TASK DATA =>
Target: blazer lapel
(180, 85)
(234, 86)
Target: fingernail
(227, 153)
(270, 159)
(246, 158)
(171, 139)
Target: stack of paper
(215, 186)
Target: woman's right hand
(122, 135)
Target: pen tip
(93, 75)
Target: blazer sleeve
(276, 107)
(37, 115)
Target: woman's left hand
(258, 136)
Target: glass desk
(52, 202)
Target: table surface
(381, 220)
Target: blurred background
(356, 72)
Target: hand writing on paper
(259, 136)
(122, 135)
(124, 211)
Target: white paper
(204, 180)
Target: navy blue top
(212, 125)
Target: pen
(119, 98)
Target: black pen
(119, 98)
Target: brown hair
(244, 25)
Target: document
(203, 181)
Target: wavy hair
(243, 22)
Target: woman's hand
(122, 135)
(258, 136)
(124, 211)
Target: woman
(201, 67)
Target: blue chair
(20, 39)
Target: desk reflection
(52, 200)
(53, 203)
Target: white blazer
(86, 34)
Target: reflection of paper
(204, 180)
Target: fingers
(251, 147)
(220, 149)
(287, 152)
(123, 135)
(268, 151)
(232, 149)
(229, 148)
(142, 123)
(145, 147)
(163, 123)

* * *

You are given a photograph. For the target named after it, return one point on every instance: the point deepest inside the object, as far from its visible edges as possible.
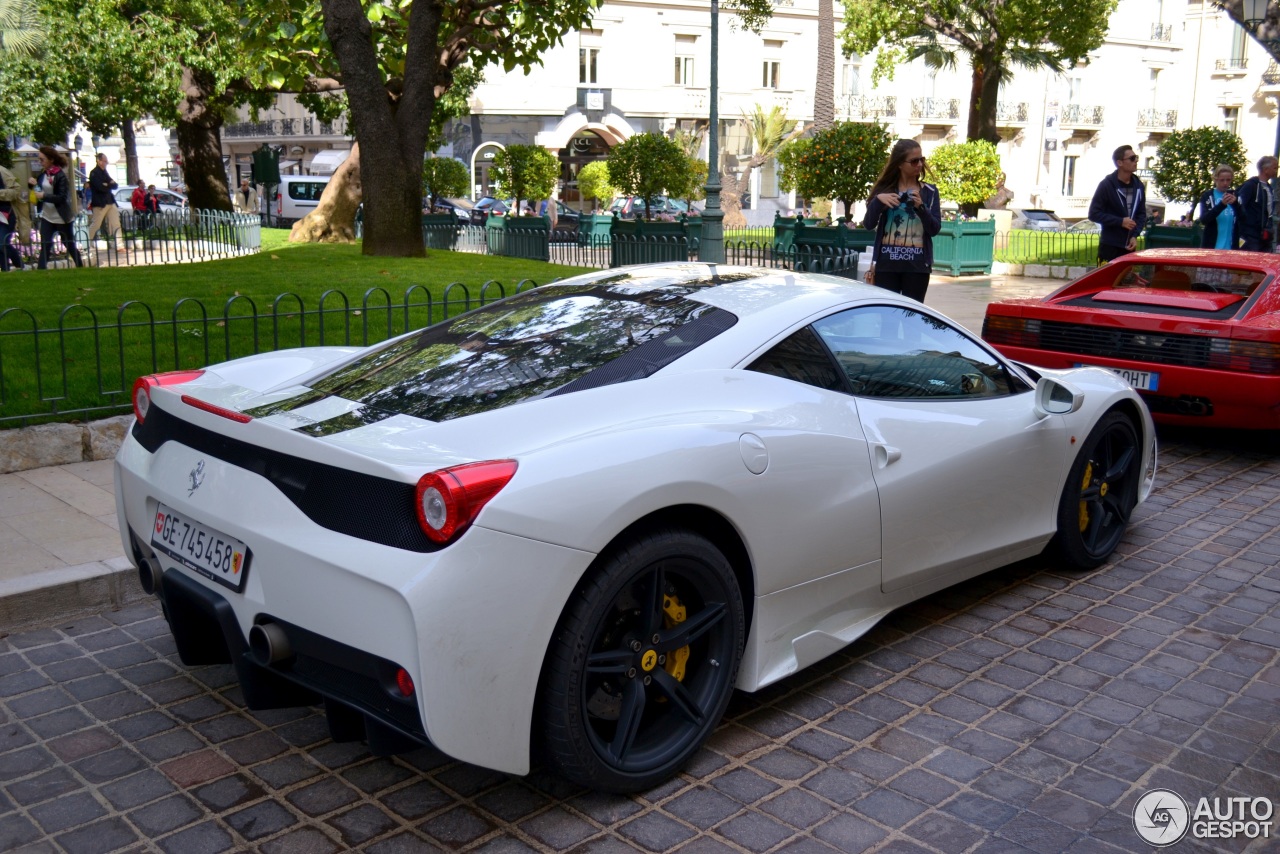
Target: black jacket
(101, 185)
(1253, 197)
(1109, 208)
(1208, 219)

SHORT EXERCISE =>
Which lines in the entries above contain the word "desk"? Pick out each of them and copy it, treating case as significant.

IN RESPONSE =>
Target: glass desk
Target: desk reflection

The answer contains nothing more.